— List of tasks —
**A)** Please reproduce the stretch from "Canadian soccer referee" through "League in Canada." in the passage on referee David Barrie.
**B)** Extend the passage on referee David Barrie beyond its final sentence.

-------- Text provided

Canadian soccer referee

David Barrie (born December 12, 1980) is a Canadian professional soccer referee, and is a member of the Professional Referee Organization. He officiates in Major League Soccer, USL Championship, and USL League One in the United States and in the Canadian Premier League in Canada.

== Career ==
Barrie began officiating at the youth level with the Bedfordshire FA, while he was in Luton, England with his family. In 2006, he was licensed by the Ontario Soccer Association, and began referring matches in the Canadian Soccer League (CSL) in 2009. In 2010, he was selected for the Canadian Soccer Association National List of Match Officials. In 2011, he was named the CSL Referee Year, and received the award once more the following year. In 2014, he officiated the CIS Championship final.

----------------
-------- Records provided

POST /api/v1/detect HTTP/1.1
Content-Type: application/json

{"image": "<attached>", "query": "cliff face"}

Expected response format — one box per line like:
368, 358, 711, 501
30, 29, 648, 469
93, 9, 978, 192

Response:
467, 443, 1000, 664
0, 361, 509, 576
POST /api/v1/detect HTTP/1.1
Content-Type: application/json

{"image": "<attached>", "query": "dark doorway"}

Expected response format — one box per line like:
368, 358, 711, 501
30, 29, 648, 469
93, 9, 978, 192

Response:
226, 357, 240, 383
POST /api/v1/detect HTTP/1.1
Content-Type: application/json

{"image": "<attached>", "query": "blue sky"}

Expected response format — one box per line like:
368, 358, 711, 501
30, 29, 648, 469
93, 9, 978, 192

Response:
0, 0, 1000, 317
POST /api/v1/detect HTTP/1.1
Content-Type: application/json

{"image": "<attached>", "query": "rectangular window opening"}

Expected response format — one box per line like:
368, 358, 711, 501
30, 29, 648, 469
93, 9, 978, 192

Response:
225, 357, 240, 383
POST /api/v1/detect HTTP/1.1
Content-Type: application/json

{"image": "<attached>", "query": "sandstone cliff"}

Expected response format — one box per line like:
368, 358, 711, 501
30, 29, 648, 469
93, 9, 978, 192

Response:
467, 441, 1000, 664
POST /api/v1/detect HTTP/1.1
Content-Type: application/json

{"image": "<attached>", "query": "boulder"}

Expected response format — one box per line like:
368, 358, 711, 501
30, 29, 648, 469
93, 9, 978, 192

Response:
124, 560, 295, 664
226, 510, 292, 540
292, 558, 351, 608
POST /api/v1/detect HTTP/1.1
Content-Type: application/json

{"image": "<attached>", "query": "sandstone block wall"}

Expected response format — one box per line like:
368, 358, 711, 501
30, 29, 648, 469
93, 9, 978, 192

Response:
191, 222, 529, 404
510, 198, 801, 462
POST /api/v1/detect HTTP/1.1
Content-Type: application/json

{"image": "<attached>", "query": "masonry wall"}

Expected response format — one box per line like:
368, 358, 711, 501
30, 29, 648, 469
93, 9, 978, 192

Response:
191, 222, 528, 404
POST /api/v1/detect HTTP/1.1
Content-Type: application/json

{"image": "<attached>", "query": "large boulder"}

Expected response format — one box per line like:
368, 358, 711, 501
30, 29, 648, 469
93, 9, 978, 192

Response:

----------------

— Responses for each task —
**A)**
Canadian soccer referee

David Barrie (born December 12, 1980) is a Canadian professional soccer referee, and is a member of the Professional Referee Organization. He officiates in Major League Soccer, USL Championship, and USL League One in the United States and in the Canadian Premier League in Canada.

**B)**
He made his North American Soccer League match official debut on May 1, 2011, in a match with FC Edmonton against Montreal Impact. In 2014, he began officiating matches in the Canadian Championship, and in the USL Championship in 2017. In 2017, he became involved in Major League Soccer as a fourth official. In 2019, he was assigned matches in the Canadian Premier League as a match official.

Barrie began working as a VAR in MLS in 2017. He worked his first MLS playoff match as a VAR in 2024 when the New York Red Bulls played the Columbus Crew. He was the VAR for the MLS All Star Game in 2026.